Coordinate annotation entries
--------------------------------

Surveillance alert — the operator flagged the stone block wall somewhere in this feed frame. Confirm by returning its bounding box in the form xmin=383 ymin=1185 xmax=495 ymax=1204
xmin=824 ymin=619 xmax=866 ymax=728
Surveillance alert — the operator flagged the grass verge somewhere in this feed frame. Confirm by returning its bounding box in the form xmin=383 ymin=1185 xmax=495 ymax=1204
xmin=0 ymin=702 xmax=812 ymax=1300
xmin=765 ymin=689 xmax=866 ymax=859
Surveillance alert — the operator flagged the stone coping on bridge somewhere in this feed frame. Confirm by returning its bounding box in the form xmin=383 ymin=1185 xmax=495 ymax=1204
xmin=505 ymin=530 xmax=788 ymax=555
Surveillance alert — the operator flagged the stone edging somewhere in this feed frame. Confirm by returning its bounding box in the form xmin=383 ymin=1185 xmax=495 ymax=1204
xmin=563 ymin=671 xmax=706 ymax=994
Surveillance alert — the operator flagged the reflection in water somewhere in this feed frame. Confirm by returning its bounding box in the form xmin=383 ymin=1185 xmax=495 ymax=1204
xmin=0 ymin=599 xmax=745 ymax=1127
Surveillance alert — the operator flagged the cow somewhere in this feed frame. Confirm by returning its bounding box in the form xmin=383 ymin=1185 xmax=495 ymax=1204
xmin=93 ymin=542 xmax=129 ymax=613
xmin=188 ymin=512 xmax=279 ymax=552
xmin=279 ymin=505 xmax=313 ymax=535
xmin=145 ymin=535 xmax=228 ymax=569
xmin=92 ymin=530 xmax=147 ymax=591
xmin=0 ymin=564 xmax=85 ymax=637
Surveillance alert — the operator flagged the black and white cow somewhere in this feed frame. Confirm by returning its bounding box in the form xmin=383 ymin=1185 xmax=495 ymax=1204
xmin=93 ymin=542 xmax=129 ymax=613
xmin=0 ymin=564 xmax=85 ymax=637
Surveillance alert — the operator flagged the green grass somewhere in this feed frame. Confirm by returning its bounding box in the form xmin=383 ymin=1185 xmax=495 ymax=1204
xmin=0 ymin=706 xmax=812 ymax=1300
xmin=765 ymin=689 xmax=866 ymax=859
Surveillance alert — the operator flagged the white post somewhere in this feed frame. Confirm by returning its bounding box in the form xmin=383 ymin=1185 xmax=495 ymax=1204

--------------------------------

## Your goal
Return all of the records above word for word, keeping every line unchanged and in the same order.

## Task result
Surveillance alert — the operator flagged the stone block wall somewhere in this feed frame. Confirm by returning its bounding box in the form xmin=383 ymin=1185 xmax=495 ymax=1204
xmin=824 ymin=619 xmax=866 ymax=728
Surveillance alert — the operator flagged the grass verge somewhere in this feed frame. Confirm by returning its bounding box in the form xmin=383 ymin=1185 xmax=495 ymax=1204
xmin=0 ymin=702 xmax=812 ymax=1300
xmin=765 ymin=689 xmax=866 ymax=859
Surveillance alert — the operator flagged the stone coping on bridge somewhere in this feed frame. Confirm by returning its bounding box in the form xmin=383 ymin=1185 xmax=495 ymax=1204
xmin=505 ymin=530 xmax=788 ymax=555
Surveillance alert — the operator flagged the stone edging somewhere in this feed frame. Confirm by returning its bounding box in the form xmin=383 ymin=1185 xmax=495 ymax=1204
xmin=563 ymin=671 xmax=706 ymax=994
Surveillance alert — the operator flagged the reflection in water somewhere in this feed frame. Confirm by returning its bounding box in the form xmin=383 ymin=1185 xmax=495 ymax=1204
xmin=0 ymin=599 xmax=745 ymax=1127
Surveillance alert — the operator flagged the cow somewhere in this feed frame. Confirm by returning its bounding box in the form xmin=383 ymin=1185 xmax=495 ymax=1204
xmin=93 ymin=542 xmax=129 ymax=613
xmin=188 ymin=512 xmax=279 ymax=552
xmin=279 ymin=505 xmax=313 ymax=535
xmin=145 ymin=535 xmax=228 ymax=569
xmin=92 ymin=530 xmax=147 ymax=591
xmin=0 ymin=564 xmax=85 ymax=637
Surveillance alert — the operator flagged the black and white cow somewhere in this feed frame. Confirm by returning its bounding box in the form xmin=383 ymin=1185 xmax=495 ymax=1204
xmin=93 ymin=542 xmax=129 ymax=613
xmin=0 ymin=564 xmax=85 ymax=637
Surveillance alert — the operator flagged the green grass somewhere in this feed frame. Confirm by returning its bounding box in the form xmin=383 ymin=1185 xmax=495 ymax=1204
xmin=0 ymin=706 xmax=812 ymax=1300
xmin=765 ymin=689 xmax=866 ymax=859
Surveillance alert — the operator flagged the white post somewhere in this feed frame. Confirm by returning its bounding box in the form xmin=383 ymin=1185 xmax=495 ymax=1204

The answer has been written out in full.